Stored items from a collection
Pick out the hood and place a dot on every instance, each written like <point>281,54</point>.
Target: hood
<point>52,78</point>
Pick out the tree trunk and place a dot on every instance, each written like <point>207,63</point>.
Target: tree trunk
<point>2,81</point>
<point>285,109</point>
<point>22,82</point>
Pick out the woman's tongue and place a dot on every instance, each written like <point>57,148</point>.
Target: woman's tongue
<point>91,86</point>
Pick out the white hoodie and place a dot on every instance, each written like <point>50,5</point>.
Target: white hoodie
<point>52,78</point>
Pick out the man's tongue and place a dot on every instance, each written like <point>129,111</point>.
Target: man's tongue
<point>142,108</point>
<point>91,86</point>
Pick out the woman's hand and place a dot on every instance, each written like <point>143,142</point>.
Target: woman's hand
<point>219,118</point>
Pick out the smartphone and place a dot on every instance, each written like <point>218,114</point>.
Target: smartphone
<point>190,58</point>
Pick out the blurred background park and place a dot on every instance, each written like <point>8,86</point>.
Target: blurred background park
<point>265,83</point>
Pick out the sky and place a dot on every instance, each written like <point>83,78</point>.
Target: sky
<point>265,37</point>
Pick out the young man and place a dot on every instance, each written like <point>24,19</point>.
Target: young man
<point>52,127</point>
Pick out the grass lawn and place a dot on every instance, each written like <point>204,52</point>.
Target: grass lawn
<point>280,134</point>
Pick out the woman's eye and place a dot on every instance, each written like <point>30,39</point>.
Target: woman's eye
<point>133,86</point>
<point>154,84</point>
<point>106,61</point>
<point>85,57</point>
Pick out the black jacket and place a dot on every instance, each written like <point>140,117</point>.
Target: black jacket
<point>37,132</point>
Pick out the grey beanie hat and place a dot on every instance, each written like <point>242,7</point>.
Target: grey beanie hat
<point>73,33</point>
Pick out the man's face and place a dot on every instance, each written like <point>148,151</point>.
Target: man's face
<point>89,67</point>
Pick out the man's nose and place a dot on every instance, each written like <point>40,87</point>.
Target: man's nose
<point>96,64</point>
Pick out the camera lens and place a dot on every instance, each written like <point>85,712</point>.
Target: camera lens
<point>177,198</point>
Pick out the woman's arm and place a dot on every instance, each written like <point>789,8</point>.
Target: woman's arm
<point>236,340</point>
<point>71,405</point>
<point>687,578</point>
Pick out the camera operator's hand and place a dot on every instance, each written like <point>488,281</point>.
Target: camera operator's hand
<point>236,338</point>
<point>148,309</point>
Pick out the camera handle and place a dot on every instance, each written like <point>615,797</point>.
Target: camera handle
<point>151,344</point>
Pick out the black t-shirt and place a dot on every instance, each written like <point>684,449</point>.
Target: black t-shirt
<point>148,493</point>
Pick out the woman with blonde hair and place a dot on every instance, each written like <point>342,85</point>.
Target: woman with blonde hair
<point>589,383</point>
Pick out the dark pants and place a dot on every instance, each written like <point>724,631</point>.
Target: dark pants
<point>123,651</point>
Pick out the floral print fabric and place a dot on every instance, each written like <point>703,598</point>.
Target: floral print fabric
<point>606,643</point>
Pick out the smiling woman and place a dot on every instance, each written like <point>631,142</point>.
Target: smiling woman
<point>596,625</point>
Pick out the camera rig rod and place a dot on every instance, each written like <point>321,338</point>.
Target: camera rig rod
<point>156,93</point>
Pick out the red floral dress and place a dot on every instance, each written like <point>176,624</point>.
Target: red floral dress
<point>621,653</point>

* The task:
Set every entry down once more, exactly as written above.

* Exercise answer:
Pick out the hood and place a dot on every instance, each written like <point>281,54</point>.
Target: hood
<point>52,78</point>
Pick out the tree trunk and place a dot on every instance, each written like <point>207,63</point>.
Target: tree trunk
<point>2,81</point>
<point>285,109</point>
<point>22,82</point>
Pick out the woman's tongue and place a dot on every instance, each written like <point>57,148</point>.
Target: woman's tongue
<point>91,86</point>
Pick out the white hoodie and place a dot on every instance, each written like <point>50,5</point>.
Target: white hoodie
<point>52,78</point>
Pick out the man's tongue and place a dot on every instance, each written like <point>129,111</point>.
Target: man's tongue
<point>142,108</point>
<point>91,86</point>
Pick out the woman's hand and place a dot on every instance, each written like <point>143,142</point>.
Target: woman's hand
<point>219,118</point>
Pick out the smartphone and place a dot on every instance, each written like <point>218,114</point>.
Target: smartphone
<point>190,58</point>
Pick out the blurred background park and place a dot on every instance, each written like <point>8,86</point>.
Target: blurred background park
<point>265,83</point>
Pick out the sky and place a dot on every instance, each written like <point>83,78</point>.
Target: sky
<point>265,37</point>
Pick out the young man and place a dot on every instance, each written like <point>24,19</point>.
Target: young man
<point>52,127</point>
Pick out the grass lawn and place a dot on every instance, each written like <point>204,52</point>.
Target: grass lawn
<point>280,134</point>
Pick out the woman's eye and place a dot on every instance, each written like <point>30,39</point>.
Target: woman's eye
<point>133,86</point>
<point>154,84</point>
<point>106,61</point>
<point>85,57</point>
Pick out the black jacket and place a dot on every instance, each written like <point>140,117</point>.
Target: black jacket
<point>37,132</point>
Pick out the grey beanie hat and place a dot on every instance, each written like <point>242,7</point>.
Target: grey beanie hat
<point>73,33</point>
Pick out the man's face and place a dot on every instance, each written like <point>148,151</point>.
Target: man's face
<point>89,67</point>
Pick out the man's nose and place a dot on every instance, each written like <point>40,87</point>.
Target: man's nose
<point>96,64</point>
Pick out the camera lens and place a dot on every instance, each written like <point>85,712</point>.
Target: camera lens
<point>177,198</point>
Pick out the woman's arm and place a dot on every instance, each written like <point>789,8</point>.
Target: woman's arm
<point>236,340</point>
<point>71,405</point>
<point>687,578</point>
Pick out the camera operator's hand and place a dot on every instance, each written like <point>488,281</point>.
Target: camera operator's hand
<point>236,338</point>
<point>148,309</point>
Pick out the camera handle and place a dot on every instance, each written like <point>615,797</point>.
Target: camera handle
<point>151,344</point>
Pick out the black t-shirt and place a dot on every instance, each written like <point>684,449</point>.
Target: black t-shirt
<point>148,493</point>
Pick out the woman with blonde hair and place a dot on every instance, each written like <point>342,85</point>.
Target: woman with blonde hair
<point>589,383</point>
Pick out the dark pants and place a dot on every instance, each written like <point>724,631</point>.
Target: dark pants
<point>123,651</point>
Pick out the floral print fabric and place a dot on every instance, each written like <point>703,598</point>.
Target: floral print fabric
<point>606,643</point>
Pick out the smiling woman and place a dot on every instance, each written like <point>631,142</point>.
Target: smiling woman
<point>596,625</point>
Pick out the camera rig rod and place a dot on every instance, each written like <point>321,338</point>.
Target: camera rig rod
<point>156,93</point>
Pick out the red floral dress and place a dot on every instance, each written like <point>176,624</point>.
Target: red floral dress
<point>621,653</point>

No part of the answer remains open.